Enunciado:
Contesta estas preguntas a partir del texto sobre la digitalización de la cultura.
(a) ¿Qué estructura de intercambio de archivos mp3 ganó gran popularidad en el año 2000?
(b) ¿Desde qué polo se acostumbra a narrar la digitalización de la cultura en el siglo XXI?
(c) ¿Desde cuándo usa el ordenador la gran mayoría de los escritores?
--- Texto de lectura ---
La digitalización serial del mundo
Ese mismo año 2000 ganó una gran popularidad Napster, la primera gran estructura de intercambio de archivos mp3, que acabaría transformando nuestro modo de relacionarnos con la música. Con el tiempo también las series, las películas y los libros serían convertidos en archivos y visualizados en dispositivos. Nuestra vida cultural se fue volviendo híbrida, física y virtual. Bueno, en realidad: nuestra vida entera.
La música, el cine, los libros. Se acostumbra a narrar la digitalización de la cultura en el siglo XXI desde el polo de la recepción, cuando lo cierto es que la metamorfosis se produjo tan o más rápidamente en el de la creación y la producción.
Somos muchos los que seguimos leyendo libros exclusivamente en papel; pero la gran mayoría de los escritores usamos el ordenador desde los años 90. A una velocidad vertiginosa las cámaras y otras tecnologías de la grabación o de la edición fueron engordando su calidad y adelgazando su precio, hasta habituarnos a todos a captar lo real a través de interfaces tecnológicas.
--- Material proporcionado ---
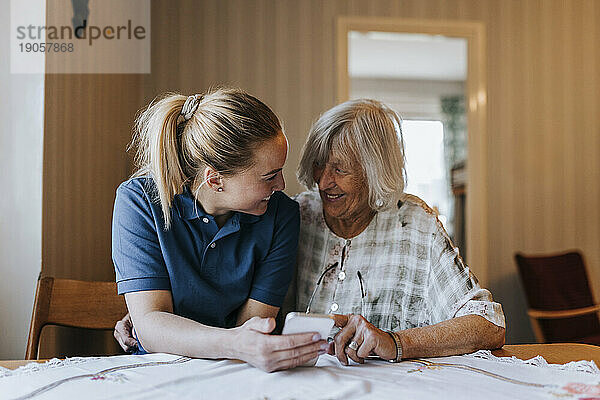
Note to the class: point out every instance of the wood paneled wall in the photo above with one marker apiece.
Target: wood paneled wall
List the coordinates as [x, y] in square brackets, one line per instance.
[543, 117]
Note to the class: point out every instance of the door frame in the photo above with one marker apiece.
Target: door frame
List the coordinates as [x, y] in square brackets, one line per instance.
[476, 225]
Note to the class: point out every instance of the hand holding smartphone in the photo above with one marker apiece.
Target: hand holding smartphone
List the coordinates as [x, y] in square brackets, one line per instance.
[297, 322]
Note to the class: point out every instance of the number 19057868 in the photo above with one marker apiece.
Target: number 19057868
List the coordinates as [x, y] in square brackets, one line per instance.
[47, 47]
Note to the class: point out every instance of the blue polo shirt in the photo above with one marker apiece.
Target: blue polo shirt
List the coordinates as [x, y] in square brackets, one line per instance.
[210, 272]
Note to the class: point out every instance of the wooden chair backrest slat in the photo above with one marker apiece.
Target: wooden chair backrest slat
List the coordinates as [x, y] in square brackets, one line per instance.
[72, 303]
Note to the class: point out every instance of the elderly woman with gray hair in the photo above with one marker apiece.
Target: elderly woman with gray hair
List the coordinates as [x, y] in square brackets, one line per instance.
[376, 257]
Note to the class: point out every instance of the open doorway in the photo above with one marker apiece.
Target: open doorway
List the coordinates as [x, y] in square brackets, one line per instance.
[432, 74]
[423, 78]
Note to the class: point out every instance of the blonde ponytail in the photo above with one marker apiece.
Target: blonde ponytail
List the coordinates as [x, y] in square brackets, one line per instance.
[222, 131]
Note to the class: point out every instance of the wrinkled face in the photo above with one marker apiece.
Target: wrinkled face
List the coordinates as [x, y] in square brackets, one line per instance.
[343, 187]
[250, 191]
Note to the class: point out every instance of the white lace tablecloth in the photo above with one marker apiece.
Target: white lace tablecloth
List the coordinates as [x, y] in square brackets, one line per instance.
[162, 376]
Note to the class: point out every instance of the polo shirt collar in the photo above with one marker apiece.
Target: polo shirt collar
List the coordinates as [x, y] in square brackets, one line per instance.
[189, 209]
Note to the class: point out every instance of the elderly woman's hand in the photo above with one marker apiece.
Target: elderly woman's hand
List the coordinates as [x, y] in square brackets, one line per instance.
[360, 334]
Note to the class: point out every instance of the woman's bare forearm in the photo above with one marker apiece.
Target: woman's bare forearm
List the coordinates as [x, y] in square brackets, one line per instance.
[460, 335]
[164, 332]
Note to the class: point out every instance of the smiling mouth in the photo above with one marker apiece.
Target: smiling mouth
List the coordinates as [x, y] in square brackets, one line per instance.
[332, 196]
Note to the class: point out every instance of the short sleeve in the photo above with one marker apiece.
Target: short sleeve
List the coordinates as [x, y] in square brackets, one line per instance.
[453, 291]
[136, 252]
[274, 273]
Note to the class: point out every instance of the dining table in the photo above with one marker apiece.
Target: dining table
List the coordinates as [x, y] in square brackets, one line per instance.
[532, 371]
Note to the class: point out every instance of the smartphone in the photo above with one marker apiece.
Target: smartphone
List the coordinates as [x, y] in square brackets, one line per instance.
[298, 322]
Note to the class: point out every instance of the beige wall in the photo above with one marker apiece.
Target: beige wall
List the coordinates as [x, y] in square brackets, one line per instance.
[543, 116]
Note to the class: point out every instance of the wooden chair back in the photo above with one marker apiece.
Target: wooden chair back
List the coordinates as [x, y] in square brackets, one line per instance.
[561, 304]
[72, 303]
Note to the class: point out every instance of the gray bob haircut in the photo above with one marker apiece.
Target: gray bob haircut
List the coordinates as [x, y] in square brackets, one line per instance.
[365, 130]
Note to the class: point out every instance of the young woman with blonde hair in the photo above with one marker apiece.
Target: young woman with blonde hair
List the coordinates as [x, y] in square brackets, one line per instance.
[204, 241]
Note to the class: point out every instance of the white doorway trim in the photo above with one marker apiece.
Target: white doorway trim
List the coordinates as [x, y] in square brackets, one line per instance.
[476, 83]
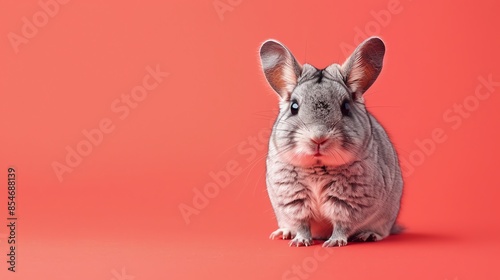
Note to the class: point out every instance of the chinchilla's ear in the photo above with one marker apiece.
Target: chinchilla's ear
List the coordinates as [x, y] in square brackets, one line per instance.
[280, 67]
[362, 68]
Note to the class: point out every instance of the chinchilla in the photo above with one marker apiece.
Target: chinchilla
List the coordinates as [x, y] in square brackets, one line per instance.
[332, 172]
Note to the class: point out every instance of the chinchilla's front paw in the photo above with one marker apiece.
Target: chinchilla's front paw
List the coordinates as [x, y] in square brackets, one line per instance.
[301, 240]
[335, 241]
[284, 233]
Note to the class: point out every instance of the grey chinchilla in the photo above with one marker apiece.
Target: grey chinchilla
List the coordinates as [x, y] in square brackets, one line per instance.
[332, 172]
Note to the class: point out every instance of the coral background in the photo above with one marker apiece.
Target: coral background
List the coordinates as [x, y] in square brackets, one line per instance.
[197, 139]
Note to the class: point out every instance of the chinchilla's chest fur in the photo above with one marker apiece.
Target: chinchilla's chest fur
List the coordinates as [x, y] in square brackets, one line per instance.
[363, 194]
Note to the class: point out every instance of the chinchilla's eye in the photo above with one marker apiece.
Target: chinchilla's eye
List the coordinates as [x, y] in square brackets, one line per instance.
[294, 108]
[346, 108]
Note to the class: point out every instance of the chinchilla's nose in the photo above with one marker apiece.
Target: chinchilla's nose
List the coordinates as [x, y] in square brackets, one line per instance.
[318, 140]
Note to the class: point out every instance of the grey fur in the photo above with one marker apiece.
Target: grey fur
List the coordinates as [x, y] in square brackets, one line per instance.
[329, 175]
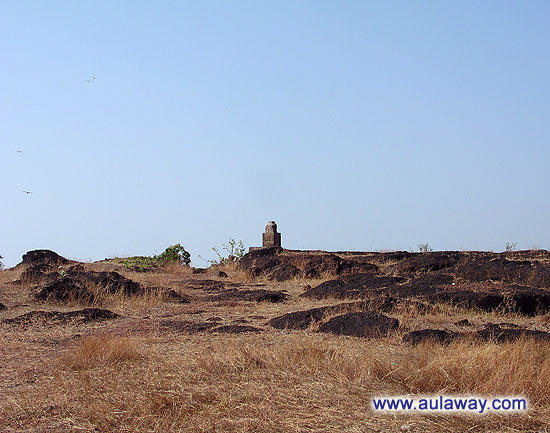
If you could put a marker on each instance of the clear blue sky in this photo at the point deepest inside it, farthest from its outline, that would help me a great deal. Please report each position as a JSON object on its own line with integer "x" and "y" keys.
{"x": 355, "y": 125}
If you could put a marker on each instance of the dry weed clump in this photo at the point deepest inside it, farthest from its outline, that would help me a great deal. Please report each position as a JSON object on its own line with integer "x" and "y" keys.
{"x": 101, "y": 351}
{"x": 286, "y": 383}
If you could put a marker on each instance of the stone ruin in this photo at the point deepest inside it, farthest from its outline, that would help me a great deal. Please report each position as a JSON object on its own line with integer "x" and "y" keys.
{"x": 270, "y": 238}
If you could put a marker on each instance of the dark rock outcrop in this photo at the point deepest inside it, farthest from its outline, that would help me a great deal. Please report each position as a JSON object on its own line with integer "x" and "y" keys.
{"x": 303, "y": 319}
{"x": 277, "y": 264}
{"x": 527, "y": 302}
{"x": 425, "y": 262}
{"x": 187, "y": 326}
{"x": 173, "y": 296}
{"x": 366, "y": 324}
{"x": 260, "y": 295}
{"x": 64, "y": 290}
{"x": 351, "y": 286}
{"x": 235, "y": 329}
{"x": 526, "y": 272}
{"x": 436, "y": 335}
{"x": 492, "y": 332}
{"x": 46, "y": 257}
{"x": 39, "y": 273}
{"x": 81, "y": 316}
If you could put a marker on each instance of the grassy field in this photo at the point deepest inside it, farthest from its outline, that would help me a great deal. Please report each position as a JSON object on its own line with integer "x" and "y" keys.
{"x": 133, "y": 374}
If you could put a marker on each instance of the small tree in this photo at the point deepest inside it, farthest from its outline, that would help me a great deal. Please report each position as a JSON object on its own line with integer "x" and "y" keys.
{"x": 175, "y": 254}
{"x": 424, "y": 248}
{"x": 234, "y": 249}
{"x": 511, "y": 246}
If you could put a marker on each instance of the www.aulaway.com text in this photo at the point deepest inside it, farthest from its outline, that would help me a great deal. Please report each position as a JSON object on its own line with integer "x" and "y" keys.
{"x": 442, "y": 403}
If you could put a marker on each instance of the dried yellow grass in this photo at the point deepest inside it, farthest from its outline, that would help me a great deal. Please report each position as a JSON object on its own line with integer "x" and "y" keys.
{"x": 283, "y": 383}
{"x": 102, "y": 350}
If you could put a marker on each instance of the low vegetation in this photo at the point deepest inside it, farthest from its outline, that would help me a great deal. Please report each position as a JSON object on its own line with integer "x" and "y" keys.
{"x": 174, "y": 254}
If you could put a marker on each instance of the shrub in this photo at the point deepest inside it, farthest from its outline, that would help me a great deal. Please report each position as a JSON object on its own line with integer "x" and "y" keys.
{"x": 424, "y": 248}
{"x": 234, "y": 249}
{"x": 174, "y": 254}
{"x": 511, "y": 246}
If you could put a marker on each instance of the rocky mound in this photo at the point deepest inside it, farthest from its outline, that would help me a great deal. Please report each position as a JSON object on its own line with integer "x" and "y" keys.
{"x": 526, "y": 272}
{"x": 280, "y": 265}
{"x": 435, "y": 335}
{"x": 43, "y": 257}
{"x": 81, "y": 316}
{"x": 492, "y": 332}
{"x": 366, "y": 324}
{"x": 351, "y": 286}
{"x": 425, "y": 262}
{"x": 260, "y": 295}
{"x": 303, "y": 319}
{"x": 64, "y": 290}
{"x": 235, "y": 329}
{"x": 528, "y": 302}
{"x": 75, "y": 283}
{"x": 187, "y": 326}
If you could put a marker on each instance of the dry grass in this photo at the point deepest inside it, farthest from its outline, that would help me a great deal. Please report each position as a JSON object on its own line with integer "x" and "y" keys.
{"x": 102, "y": 351}
{"x": 131, "y": 375}
{"x": 282, "y": 383}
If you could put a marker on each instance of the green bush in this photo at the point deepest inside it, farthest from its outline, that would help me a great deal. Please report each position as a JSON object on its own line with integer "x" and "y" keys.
{"x": 174, "y": 254}
{"x": 235, "y": 250}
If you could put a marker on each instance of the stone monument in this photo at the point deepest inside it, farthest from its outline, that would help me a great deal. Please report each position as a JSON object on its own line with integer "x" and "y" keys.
{"x": 271, "y": 238}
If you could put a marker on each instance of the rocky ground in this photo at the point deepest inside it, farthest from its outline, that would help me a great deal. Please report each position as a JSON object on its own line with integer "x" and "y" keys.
{"x": 282, "y": 341}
---
Solución:
(a) Napster.
(b) Desde el polo de la recepción.
(c) Desde los años 90.